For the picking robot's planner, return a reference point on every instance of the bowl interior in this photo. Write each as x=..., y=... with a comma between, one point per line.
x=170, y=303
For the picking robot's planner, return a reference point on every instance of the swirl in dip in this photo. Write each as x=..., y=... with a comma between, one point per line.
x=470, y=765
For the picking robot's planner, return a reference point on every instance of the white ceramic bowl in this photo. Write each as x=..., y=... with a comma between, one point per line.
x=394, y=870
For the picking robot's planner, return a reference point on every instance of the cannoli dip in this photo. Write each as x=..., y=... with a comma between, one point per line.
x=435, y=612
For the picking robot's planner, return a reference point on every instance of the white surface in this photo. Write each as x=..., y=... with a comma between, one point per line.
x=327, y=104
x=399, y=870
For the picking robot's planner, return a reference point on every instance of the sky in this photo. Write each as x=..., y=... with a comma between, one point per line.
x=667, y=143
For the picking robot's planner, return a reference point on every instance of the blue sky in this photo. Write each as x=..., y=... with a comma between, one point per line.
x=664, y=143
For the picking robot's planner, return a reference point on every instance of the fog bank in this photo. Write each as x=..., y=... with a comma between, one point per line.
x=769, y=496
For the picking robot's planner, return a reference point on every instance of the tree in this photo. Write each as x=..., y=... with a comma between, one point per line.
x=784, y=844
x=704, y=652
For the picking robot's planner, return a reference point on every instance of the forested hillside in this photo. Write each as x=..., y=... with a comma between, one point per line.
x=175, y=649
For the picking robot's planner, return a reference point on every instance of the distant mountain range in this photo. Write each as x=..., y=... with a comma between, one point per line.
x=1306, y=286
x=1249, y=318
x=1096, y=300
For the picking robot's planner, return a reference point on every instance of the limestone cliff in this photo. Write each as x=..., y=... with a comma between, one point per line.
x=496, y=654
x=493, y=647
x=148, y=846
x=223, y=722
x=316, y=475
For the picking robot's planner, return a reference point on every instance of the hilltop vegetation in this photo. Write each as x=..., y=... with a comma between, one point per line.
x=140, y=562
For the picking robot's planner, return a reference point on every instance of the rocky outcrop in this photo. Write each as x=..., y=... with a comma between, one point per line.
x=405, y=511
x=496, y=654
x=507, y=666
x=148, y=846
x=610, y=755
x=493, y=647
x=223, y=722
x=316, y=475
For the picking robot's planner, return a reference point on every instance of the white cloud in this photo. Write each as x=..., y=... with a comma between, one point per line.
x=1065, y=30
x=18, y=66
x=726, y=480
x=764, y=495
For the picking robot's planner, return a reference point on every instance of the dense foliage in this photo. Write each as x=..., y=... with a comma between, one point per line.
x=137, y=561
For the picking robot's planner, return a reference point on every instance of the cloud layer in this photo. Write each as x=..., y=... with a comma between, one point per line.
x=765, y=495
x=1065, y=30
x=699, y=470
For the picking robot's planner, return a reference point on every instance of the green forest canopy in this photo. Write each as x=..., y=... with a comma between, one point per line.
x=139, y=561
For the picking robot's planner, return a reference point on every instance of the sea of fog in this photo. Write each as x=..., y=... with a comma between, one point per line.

--------

### What you need to do
Rewrite all of the rows above, replacing "reference point" with "center point" everywhere it occurs and leaving everything else unchanged.

### Answer to the exercise
For the picking robot's planner, return a center point on every instance of the bowl interior in this photo. Write each as x=..., y=... with a comma between, one point per line.
x=170, y=303
For the picking robot's planner, return a center point on every instance of the swirl in dip in this photo. Write each as x=..., y=... with a comma between, one point per line.
x=470, y=765
For the picking robot's planner, return a center point on every instance of the white ceramic bowl in this photo. Write each as x=..., y=... with a comma between, one point per line.
x=394, y=870
For the picking robot's planner, return a center point on every instance of the cannoli dip in this photo. Write each as x=..., y=... with a comma between, one point per line.
x=435, y=612
For the picking robot's planner, return a center point on every instance of the white surface in this photo. Write each as x=..., y=... with a comma between, one point per line.
x=327, y=104
x=399, y=870
For the picking robot's planner, return a center point on every instance of the sky in this photo. Write each as x=..., y=... with a comma between, one point per line.
x=667, y=143
For the picking robot's planner, return a center point on every instance of the blue sky in this photo. Write each as x=..., y=... with a comma between, one point per line.
x=664, y=143
For the picking robot's planner, return a center point on every instance of the fog bank in this photo. Write each as x=..., y=... with a comma between, one point per line.
x=769, y=496
For the picking robot's planner, return a center point on every instance of the tree in this photo. Write each as x=..., y=... with a comma between, one point per line.
x=784, y=844
x=704, y=652
For the picking robot's planner, return a center point on every instance of the forested hillside in this photo. Write each as x=..., y=... with a comma between, one point per line.
x=175, y=649
For the picking robot's planner, return a center point on every instance of the distant mountain range in this photo. Write each as x=..., y=... with a comma between, one point per line.
x=1306, y=286
x=1249, y=318
x=1096, y=300
For the picking robot's planner, return a center point on every instance of the limestone cliff in this photo. Write each as x=..., y=... with a comma between, one point per line.
x=496, y=654
x=493, y=647
x=148, y=846
x=223, y=722
x=316, y=475
For the picking robot's planner, return a center point on every instance of the hilltop vegetation in this photo. Write each as x=..., y=... with a comma between, one point per line.
x=140, y=562
For the picking robot's planner, return a center point on every instance of the rocky outcrop in this photo. Write each as x=..., y=... with a comma between, one point per line.
x=405, y=511
x=496, y=654
x=507, y=666
x=148, y=846
x=610, y=755
x=493, y=647
x=223, y=722
x=316, y=475
For the picking robot's planner, return a center point on every instance of the white cloud in this photo. Write each as x=..., y=... with a comma between, one point per line.
x=1065, y=30
x=18, y=66
x=726, y=480
x=764, y=495
For the picking robot's planner, return a center point on every instance of the dense foliage in this photo. Write each as x=..., y=... with a comma between, one point per line.
x=137, y=561
For the picking robot's planner, return a center point on every instance of the cloud layer in this photo. Write each as x=..., y=... with a comma between, one point per line.
x=765, y=495
x=1065, y=30
x=699, y=470
For the picking robot's planner, return a center point on every instance of the green forest canopy in this photo. Write each as x=..., y=... with a comma between, one point per line.
x=139, y=561
For the picking robot's planner, return a center point on every instance of the sea of fog in this photo. Write each as x=..., y=... with a comma between, one point per line.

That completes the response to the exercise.